**EXERCISE INSTRUCTIONS**
Rewrite all of the rows below, substituting "JSON format" for each occurrence of "JSON layout" and leaving everything else unchanged.

Entries on locating named things:
-------------------------
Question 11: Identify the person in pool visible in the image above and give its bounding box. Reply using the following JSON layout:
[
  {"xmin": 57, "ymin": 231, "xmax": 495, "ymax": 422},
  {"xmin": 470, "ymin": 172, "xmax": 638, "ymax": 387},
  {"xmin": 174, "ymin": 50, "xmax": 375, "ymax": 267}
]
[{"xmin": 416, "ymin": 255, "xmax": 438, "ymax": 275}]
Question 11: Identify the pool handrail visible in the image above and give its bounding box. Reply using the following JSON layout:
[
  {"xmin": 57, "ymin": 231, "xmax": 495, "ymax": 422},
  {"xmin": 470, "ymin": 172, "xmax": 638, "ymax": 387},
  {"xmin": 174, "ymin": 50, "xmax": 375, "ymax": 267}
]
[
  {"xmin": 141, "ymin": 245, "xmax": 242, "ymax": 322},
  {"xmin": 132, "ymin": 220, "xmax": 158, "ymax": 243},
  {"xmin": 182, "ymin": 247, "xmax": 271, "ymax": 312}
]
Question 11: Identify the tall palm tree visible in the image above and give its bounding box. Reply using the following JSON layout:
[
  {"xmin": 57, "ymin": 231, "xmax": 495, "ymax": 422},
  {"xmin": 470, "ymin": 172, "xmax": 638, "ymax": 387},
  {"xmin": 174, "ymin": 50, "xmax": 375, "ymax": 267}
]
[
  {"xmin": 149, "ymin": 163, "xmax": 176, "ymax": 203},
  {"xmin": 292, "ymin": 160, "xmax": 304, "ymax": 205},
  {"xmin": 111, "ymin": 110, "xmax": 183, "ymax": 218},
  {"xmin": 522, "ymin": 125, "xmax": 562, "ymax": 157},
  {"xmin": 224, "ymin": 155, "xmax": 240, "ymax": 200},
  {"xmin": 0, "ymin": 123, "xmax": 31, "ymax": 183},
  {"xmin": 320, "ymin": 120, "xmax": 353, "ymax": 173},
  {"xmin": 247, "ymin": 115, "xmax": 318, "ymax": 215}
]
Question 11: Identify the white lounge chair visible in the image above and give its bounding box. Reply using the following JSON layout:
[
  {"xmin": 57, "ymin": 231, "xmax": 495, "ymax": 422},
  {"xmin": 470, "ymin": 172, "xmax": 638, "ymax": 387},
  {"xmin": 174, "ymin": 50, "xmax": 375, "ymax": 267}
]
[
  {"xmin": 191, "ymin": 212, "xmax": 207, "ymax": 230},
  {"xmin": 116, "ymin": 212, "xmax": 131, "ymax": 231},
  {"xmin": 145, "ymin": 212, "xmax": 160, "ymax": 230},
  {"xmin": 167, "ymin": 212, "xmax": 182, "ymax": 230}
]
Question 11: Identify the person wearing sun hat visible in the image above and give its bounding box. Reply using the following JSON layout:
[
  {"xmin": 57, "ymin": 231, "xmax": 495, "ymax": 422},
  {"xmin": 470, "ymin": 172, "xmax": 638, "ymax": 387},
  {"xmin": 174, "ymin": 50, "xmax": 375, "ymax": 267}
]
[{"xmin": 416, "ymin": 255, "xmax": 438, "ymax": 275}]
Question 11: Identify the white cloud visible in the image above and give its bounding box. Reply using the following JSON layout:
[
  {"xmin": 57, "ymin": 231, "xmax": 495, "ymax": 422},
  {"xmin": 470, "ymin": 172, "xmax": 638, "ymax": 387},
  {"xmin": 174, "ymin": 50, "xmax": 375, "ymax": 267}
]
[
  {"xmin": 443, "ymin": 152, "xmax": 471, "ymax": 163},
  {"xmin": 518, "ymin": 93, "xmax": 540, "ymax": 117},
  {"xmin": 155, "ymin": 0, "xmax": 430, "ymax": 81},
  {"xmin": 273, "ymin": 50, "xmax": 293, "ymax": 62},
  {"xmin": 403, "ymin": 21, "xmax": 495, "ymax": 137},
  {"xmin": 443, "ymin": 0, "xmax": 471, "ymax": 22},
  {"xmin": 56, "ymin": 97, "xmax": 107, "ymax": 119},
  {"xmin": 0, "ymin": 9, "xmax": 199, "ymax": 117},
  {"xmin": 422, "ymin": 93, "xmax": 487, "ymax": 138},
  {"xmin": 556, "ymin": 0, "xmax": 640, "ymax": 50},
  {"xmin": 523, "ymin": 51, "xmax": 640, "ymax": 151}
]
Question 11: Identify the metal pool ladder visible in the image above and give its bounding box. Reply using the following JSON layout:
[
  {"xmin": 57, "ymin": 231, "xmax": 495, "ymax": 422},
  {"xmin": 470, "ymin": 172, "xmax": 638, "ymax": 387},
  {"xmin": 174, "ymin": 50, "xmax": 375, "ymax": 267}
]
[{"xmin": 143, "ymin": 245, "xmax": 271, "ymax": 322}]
-------------------------
**RESPONSE**
Question 11: Identify the person in pool visible in the image above and give its bounding box. Reply using the following JSON format:
[
  {"xmin": 57, "ymin": 231, "xmax": 495, "ymax": 422},
  {"xmin": 470, "ymin": 172, "xmax": 638, "ymax": 387},
  {"xmin": 174, "ymin": 50, "xmax": 375, "ymax": 267}
]
[{"xmin": 416, "ymin": 255, "xmax": 438, "ymax": 275}]
Question 11: Identify the pool handrail visible in the image above and give its bounding box. Reply using the following JSON format:
[
  {"xmin": 57, "ymin": 231, "xmax": 495, "ymax": 422},
  {"xmin": 470, "ymin": 172, "xmax": 638, "ymax": 387},
  {"xmin": 174, "ymin": 50, "xmax": 375, "ymax": 267}
]
[
  {"xmin": 141, "ymin": 245, "xmax": 242, "ymax": 322},
  {"xmin": 132, "ymin": 220, "xmax": 158, "ymax": 243},
  {"xmin": 182, "ymin": 247, "xmax": 271, "ymax": 312}
]
Question 11: Identify the tall palm tree visible in the image above and give its bounding box. Reply using the following JSON format:
[
  {"xmin": 57, "ymin": 231, "xmax": 495, "ymax": 422},
  {"xmin": 470, "ymin": 172, "xmax": 638, "ymax": 387},
  {"xmin": 174, "ymin": 50, "xmax": 375, "ymax": 267}
]
[
  {"xmin": 149, "ymin": 163, "xmax": 176, "ymax": 203},
  {"xmin": 292, "ymin": 160, "xmax": 304, "ymax": 205},
  {"xmin": 111, "ymin": 110, "xmax": 183, "ymax": 218},
  {"xmin": 522, "ymin": 125, "xmax": 562, "ymax": 157},
  {"xmin": 224, "ymin": 155, "xmax": 240, "ymax": 200},
  {"xmin": 0, "ymin": 123, "xmax": 31, "ymax": 183},
  {"xmin": 320, "ymin": 120, "xmax": 353, "ymax": 173},
  {"xmin": 247, "ymin": 115, "xmax": 318, "ymax": 215}
]
Question 11: Identify the white lounge chair visible in the image above and give its bounding box. Reply using the following JSON format:
[
  {"xmin": 57, "ymin": 231, "xmax": 495, "ymax": 422},
  {"xmin": 470, "ymin": 172, "xmax": 638, "ymax": 387},
  {"xmin": 174, "ymin": 50, "xmax": 375, "ymax": 267}
]
[
  {"xmin": 191, "ymin": 212, "xmax": 207, "ymax": 230},
  {"xmin": 116, "ymin": 212, "xmax": 131, "ymax": 231},
  {"xmin": 145, "ymin": 212, "xmax": 160, "ymax": 230},
  {"xmin": 167, "ymin": 212, "xmax": 182, "ymax": 230}
]
Question 11: Identify the person wearing sun hat visible in the image above and give its bounding box. Reply using the following JSON format:
[
  {"xmin": 57, "ymin": 231, "xmax": 495, "ymax": 422},
  {"xmin": 470, "ymin": 172, "xmax": 638, "ymax": 387},
  {"xmin": 174, "ymin": 50, "xmax": 375, "ymax": 267}
]
[{"xmin": 416, "ymin": 255, "xmax": 438, "ymax": 275}]
Question 11: Identify the white cloud visible in the image above and give its bounding box. Reply using the following JSON format:
[
  {"xmin": 57, "ymin": 231, "xmax": 495, "ymax": 422},
  {"xmin": 470, "ymin": 172, "xmax": 638, "ymax": 387},
  {"xmin": 174, "ymin": 50, "xmax": 375, "ymax": 267}
]
[
  {"xmin": 443, "ymin": 152, "xmax": 471, "ymax": 163},
  {"xmin": 518, "ymin": 93, "xmax": 540, "ymax": 117},
  {"xmin": 155, "ymin": 0, "xmax": 430, "ymax": 81},
  {"xmin": 273, "ymin": 50, "xmax": 293, "ymax": 62},
  {"xmin": 403, "ymin": 21, "xmax": 495, "ymax": 137},
  {"xmin": 443, "ymin": 0, "xmax": 471, "ymax": 22},
  {"xmin": 56, "ymin": 97, "xmax": 107, "ymax": 119},
  {"xmin": 0, "ymin": 9, "xmax": 199, "ymax": 117},
  {"xmin": 422, "ymin": 93, "xmax": 487, "ymax": 138},
  {"xmin": 556, "ymin": 0, "xmax": 640, "ymax": 50},
  {"xmin": 523, "ymin": 51, "xmax": 640, "ymax": 151}
]
Question 11: Identify the metal pool ladder visible in the image above and give its bounding box. Reply using the following JSON format:
[
  {"xmin": 57, "ymin": 231, "xmax": 495, "ymax": 422},
  {"xmin": 470, "ymin": 172, "xmax": 638, "ymax": 387},
  {"xmin": 174, "ymin": 50, "xmax": 375, "ymax": 267}
]
[{"xmin": 143, "ymin": 245, "xmax": 271, "ymax": 322}]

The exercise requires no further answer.